= Exercise objective =
Copy the account of the phone call from "All of this, mind" to "you on Sunday.", substituting "half brother" for every "stepbrother".

= Supplied passage =
Now, i love my mother. She's a wonderful woman and has accomplished amazing things in her career, often in environments i can't imagine having a coherent thought in, much less actually being productive.
BUT.
Last night, in the course of a twenty-minute phone conversation, we hit the following three topics:
1)
Why i don't call her more often. Her co-worker's daughters call her every day.
2)
Why i don't have a better job that pays me lots and lots and lots of money. Or, as she put it, "you have to stop sitting around and start your career!" Apparently i'm wasting time, because looking for a new job is a full-time job in and of itself. (Because i didn't JUST do that eight months ago.) And also apparently, my continuing at my current job is causing her physical pain, as she watches me squander my talent and waste my life while the new crop of law grads slurps up all the good jobs over the summer. Oh, and "We need to have this discussion, Caroline."
3)
Why i'm not married, and what's wrong with my current relationship. Apparently i'm "not myself" when i'm around Will. Or, more specifically, "he doesn't let you be yourself."
All of this, mind you, during a call the purpose of which was to inform me that my stepbrother was
at that very moment undergoing emergency surgery.I kid you not. These were my responses:
1) Let's not go the guilt route, Mama. Ty's in surgery and may need to call. Besides, i just saw you on Sunday.

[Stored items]
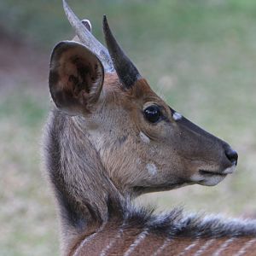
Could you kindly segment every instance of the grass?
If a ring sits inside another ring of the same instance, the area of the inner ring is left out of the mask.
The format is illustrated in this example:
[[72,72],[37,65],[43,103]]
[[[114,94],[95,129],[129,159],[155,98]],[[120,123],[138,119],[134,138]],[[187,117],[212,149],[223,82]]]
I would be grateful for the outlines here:
[[[255,1],[71,3],[81,18],[91,20],[101,39],[107,14],[123,48],[170,105],[239,152],[236,173],[218,186],[148,194],[141,201],[154,198],[161,209],[184,205],[188,211],[255,216]],[[2,1],[0,23],[47,58],[55,43],[73,35],[61,1]],[[0,86],[1,255],[58,254],[54,203],[40,171],[49,105],[46,79],[45,87],[33,86],[19,80],[13,89]]]

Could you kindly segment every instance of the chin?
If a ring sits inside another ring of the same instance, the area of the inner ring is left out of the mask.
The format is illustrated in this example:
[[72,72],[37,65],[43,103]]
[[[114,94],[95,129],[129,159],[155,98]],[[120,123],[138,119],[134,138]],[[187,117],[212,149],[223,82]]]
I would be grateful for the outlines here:
[[211,177],[209,178],[206,178],[202,181],[200,181],[198,183],[204,186],[215,186],[222,182],[227,175]]
[[195,174],[191,177],[191,181],[203,186],[215,186],[218,184],[220,182],[222,182],[226,177],[227,174],[216,174],[216,175]]

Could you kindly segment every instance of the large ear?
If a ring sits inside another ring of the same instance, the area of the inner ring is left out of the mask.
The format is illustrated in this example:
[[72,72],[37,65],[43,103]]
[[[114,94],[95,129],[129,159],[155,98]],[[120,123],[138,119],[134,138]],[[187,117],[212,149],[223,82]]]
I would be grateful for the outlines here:
[[100,96],[103,80],[101,61],[83,44],[64,41],[55,47],[49,86],[58,108],[71,115],[90,113]]

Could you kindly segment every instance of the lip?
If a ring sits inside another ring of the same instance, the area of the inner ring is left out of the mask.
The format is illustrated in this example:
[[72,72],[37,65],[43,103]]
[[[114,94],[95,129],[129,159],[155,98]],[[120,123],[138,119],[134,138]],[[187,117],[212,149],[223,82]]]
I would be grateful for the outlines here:
[[199,170],[199,173],[202,176],[221,176],[221,177],[226,177],[228,175],[227,172],[212,172],[207,170]]

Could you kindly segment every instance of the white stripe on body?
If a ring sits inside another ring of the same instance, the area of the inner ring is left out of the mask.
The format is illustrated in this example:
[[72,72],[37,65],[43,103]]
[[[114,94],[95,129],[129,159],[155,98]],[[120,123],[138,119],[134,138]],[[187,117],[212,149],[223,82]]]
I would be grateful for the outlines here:
[[102,224],[102,226],[93,234],[91,234],[89,236],[86,236],[79,244],[79,246],[77,247],[77,249],[75,250],[73,256],[79,256],[79,252],[81,251],[81,249],[84,247],[84,246],[89,242],[90,241],[91,241],[99,232],[102,231],[103,229],[106,226],[106,223]]
[[156,250],[155,253],[154,253],[153,256],[160,255],[161,252],[166,248],[166,247],[167,245],[170,244],[170,242],[171,242],[172,241],[172,238],[167,237],[167,238],[164,241],[163,244]]
[[236,253],[234,256],[241,256],[247,253],[247,250],[254,243],[256,242],[256,238],[251,239]]
[[198,251],[196,251],[194,256],[200,256],[215,241],[215,239],[208,240],[204,245],[202,245]]
[[236,240],[234,237],[227,239],[224,243],[223,243],[221,247],[212,254],[212,256],[219,256],[220,253],[234,241],[234,240]]
[[[123,225],[122,225],[123,226]],[[103,250],[102,251],[100,256],[106,256],[108,252],[109,251],[109,249],[113,247],[113,245],[114,244],[114,242],[121,237],[122,234],[123,234],[123,228],[121,227],[119,231],[117,232],[117,234],[114,236],[114,237],[113,239],[110,240],[109,244],[103,248]]]
[[189,250],[191,250],[192,248],[194,248],[198,244],[198,242],[199,242],[199,241],[195,240],[192,244],[189,244],[188,247],[186,247],[183,252],[181,252],[180,253],[178,253],[177,256],[184,255]]
[[130,246],[129,249],[125,253],[124,256],[131,255],[131,253],[132,253],[134,249],[140,244],[140,242],[145,239],[145,237],[147,236],[148,234],[148,230],[145,230],[144,231],[143,231],[139,235],[137,235],[134,242]]

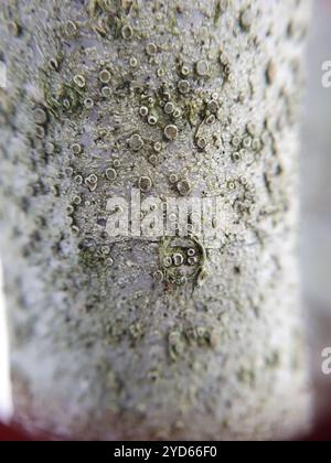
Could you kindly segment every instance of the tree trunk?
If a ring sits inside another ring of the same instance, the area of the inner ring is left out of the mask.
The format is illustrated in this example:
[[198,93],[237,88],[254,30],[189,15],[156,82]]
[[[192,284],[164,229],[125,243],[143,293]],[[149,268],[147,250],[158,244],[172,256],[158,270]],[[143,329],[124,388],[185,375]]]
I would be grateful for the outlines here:
[[[24,427],[216,440],[307,429],[308,15],[306,0],[2,0],[1,248]],[[217,240],[192,224],[181,238],[111,235],[109,201],[132,189],[162,204],[217,198]]]

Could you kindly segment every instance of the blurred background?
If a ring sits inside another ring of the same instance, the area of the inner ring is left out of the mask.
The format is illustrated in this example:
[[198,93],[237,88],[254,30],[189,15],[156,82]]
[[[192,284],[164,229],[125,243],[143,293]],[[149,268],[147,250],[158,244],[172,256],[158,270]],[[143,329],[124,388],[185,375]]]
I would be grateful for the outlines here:
[[321,353],[331,347],[331,86],[322,85],[323,63],[331,61],[330,23],[331,1],[314,0],[301,140],[301,269],[317,412],[331,421],[331,375],[321,369]]
[[[331,374],[324,375],[321,368],[322,351],[331,348],[331,86],[325,88],[322,85],[325,74],[322,65],[331,62],[330,24],[331,0],[313,0],[301,144],[301,269],[317,410],[317,427],[308,439],[316,440],[331,440]],[[2,421],[9,419],[11,410],[4,323],[0,294]],[[0,424],[0,440],[4,437],[21,438],[20,433]]]

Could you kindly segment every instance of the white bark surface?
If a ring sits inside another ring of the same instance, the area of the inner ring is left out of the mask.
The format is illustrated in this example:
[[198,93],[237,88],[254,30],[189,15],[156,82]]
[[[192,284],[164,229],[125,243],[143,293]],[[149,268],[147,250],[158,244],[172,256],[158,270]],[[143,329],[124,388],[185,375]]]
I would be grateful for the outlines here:
[[[86,439],[307,429],[297,224],[308,10],[298,0],[3,1],[1,249],[25,427]],[[197,246],[202,284],[167,280],[163,243],[105,233],[106,200],[143,177],[154,196],[183,194],[185,182],[223,197],[222,245]]]

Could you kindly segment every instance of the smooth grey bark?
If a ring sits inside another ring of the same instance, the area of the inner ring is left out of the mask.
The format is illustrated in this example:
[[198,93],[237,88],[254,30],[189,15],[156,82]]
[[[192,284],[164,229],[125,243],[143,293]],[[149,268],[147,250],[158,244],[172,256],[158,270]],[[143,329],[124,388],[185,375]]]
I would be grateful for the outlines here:
[[[297,154],[308,1],[2,3],[14,418],[85,439],[306,430]],[[132,187],[222,198],[218,246],[111,239],[107,200]],[[173,248],[188,247],[194,271],[169,269]]]

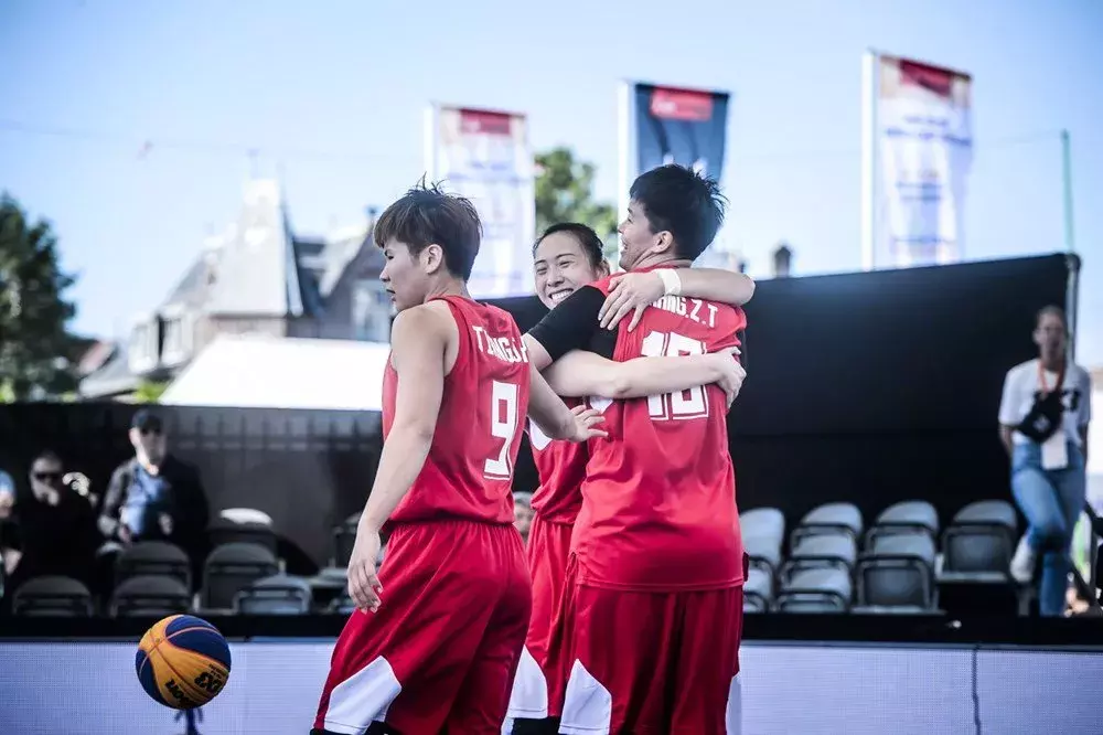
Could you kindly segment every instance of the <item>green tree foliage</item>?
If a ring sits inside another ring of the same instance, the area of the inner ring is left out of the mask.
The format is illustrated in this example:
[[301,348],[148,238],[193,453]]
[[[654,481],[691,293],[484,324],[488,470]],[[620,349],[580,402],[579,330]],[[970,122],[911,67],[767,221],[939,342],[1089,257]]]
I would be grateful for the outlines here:
[[65,324],[76,307],[65,299],[74,278],[57,263],[49,222],[30,222],[0,196],[0,398],[56,396],[76,386],[74,339]]
[[167,390],[168,381],[142,381],[135,392],[135,403],[157,403]]
[[[617,210],[593,201],[595,167],[575,160],[569,148],[536,155],[536,232],[559,222],[581,222],[615,251]],[[608,255],[608,253],[607,253]]]

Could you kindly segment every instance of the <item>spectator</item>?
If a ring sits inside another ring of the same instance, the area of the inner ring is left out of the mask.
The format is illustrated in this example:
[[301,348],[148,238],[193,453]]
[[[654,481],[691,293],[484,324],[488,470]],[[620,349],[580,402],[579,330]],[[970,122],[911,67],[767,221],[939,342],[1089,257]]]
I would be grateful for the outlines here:
[[135,414],[130,444],[135,457],[111,475],[99,530],[124,545],[170,541],[201,562],[208,509],[199,472],[169,452],[164,424],[149,409]]
[[1000,439],[1011,458],[1011,492],[1027,519],[1011,576],[1034,580],[1042,557],[1038,607],[1064,614],[1072,532],[1084,507],[1091,377],[1070,363],[1068,322],[1059,307],[1038,312],[1038,358],[1011,368],[999,406]]
[[94,587],[100,543],[88,499],[62,481],[61,458],[43,451],[31,465],[28,493],[15,493],[4,524],[3,558],[9,590],[38,576],[62,575]]
[[533,524],[533,493],[513,493],[513,526],[521,533],[521,537],[528,543],[528,529]]

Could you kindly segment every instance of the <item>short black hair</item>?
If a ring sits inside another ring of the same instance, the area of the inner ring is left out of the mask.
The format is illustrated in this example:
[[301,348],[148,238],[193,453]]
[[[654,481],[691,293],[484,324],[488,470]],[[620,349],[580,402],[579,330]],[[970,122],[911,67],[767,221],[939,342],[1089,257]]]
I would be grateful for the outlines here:
[[674,252],[696,260],[724,224],[727,200],[715,179],[671,163],[640,174],[629,192],[653,232],[674,235]]
[[415,256],[436,243],[445,252],[449,273],[468,280],[479,255],[482,222],[471,200],[448,194],[422,178],[383,211],[374,237],[381,248],[390,241],[404,243]]
[[1045,317],[1057,317],[1061,320],[1061,324],[1064,327],[1064,331],[1069,331],[1069,320],[1064,317],[1064,309],[1059,306],[1046,306],[1038,309],[1038,313],[1035,315],[1035,329],[1041,324],[1041,320]]
[[130,428],[136,428],[140,432],[160,433],[164,429],[164,424],[156,412],[149,408],[139,408],[130,417]]
[[52,462],[54,465],[61,465],[62,467],[65,466],[65,462],[62,461],[61,455],[58,455],[53,449],[43,449],[42,451],[40,451],[39,454],[36,454],[34,456],[34,459],[31,460],[31,465],[34,465],[34,462],[39,461],[40,459],[42,459],[44,461],[47,461],[47,462]]
[[560,222],[559,224],[554,224],[545,230],[544,234],[540,235],[533,245],[533,257],[536,257],[536,248],[540,246],[540,243],[543,243],[548,235],[555,235],[557,233],[571,235],[578,241],[582,252],[586,253],[586,258],[590,262],[590,265],[593,266],[595,269],[601,267],[601,263],[606,259],[606,244],[601,242],[600,237],[598,237],[598,233],[593,231],[593,227],[585,225],[581,222]]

= Exercise output =
All of this, mind you, during a call the purpose of which was to inform me that my half brother was
at that very moment undergoing emergency surgery.I kid you not. These were my responses:
1) Let's not go the guilt route, Mama. Ty's in surgery and may need to call. Besides, i just saw you on Sunday.